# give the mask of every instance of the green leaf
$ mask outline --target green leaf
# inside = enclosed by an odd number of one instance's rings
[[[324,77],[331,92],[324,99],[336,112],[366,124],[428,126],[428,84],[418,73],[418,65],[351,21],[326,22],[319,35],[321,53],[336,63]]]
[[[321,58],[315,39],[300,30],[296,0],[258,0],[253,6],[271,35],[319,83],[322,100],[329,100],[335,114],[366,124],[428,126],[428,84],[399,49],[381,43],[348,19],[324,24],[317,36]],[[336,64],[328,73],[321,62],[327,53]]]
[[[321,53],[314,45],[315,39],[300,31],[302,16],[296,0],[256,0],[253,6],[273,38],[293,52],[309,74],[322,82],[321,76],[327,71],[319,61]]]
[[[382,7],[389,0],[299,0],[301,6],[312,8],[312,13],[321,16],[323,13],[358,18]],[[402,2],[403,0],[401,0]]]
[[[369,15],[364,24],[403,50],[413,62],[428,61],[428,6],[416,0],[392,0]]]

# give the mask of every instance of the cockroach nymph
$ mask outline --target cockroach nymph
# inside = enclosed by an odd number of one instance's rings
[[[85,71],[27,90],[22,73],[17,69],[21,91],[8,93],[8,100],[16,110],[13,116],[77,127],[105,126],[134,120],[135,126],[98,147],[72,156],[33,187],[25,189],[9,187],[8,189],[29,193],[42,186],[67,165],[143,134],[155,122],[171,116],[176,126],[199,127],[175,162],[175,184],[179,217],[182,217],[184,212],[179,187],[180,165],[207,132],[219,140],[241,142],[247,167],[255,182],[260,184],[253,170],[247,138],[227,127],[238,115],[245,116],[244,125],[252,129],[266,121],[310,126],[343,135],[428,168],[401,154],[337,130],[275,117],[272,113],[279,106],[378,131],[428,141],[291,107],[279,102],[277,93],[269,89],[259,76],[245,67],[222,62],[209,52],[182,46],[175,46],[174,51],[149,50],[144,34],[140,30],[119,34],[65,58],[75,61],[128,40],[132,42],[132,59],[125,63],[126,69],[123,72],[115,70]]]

--------------------

*Instruction*
Reproduce the listing without any change, starting at the line holding "# give the mask of every instance of the cockroach" and running through the final line of the listing, with both ends included.

*Result of this task*
# give the mask of every instance of the cockroach nymph
$ mask outline --target cockroach nymph
# inside = enclosed by an odd number of one instance's rings
[[[85,71],[27,90],[22,73],[17,69],[21,91],[8,93],[8,100],[16,110],[13,116],[77,127],[105,126],[134,120],[135,126],[98,147],[72,156],[33,187],[25,189],[9,187],[8,189],[29,193],[42,186],[67,165],[143,134],[155,122],[171,116],[176,126],[199,127],[175,162],[175,184],[179,217],[182,217],[184,212],[179,187],[180,165],[207,132],[219,140],[241,142],[247,167],[255,182],[260,184],[253,170],[247,138],[227,127],[238,115],[245,116],[244,125],[252,129],[266,121],[310,126],[343,135],[428,168],[401,154],[337,130],[275,117],[272,113],[279,106],[378,131],[428,141],[291,107],[279,102],[277,93],[269,89],[259,76],[245,67],[222,62],[209,52],[182,46],[175,46],[174,51],[149,50],[144,34],[140,30],[119,34],[65,58],[75,61],[128,40],[132,42],[132,59],[125,63],[126,69],[123,72],[115,70]]]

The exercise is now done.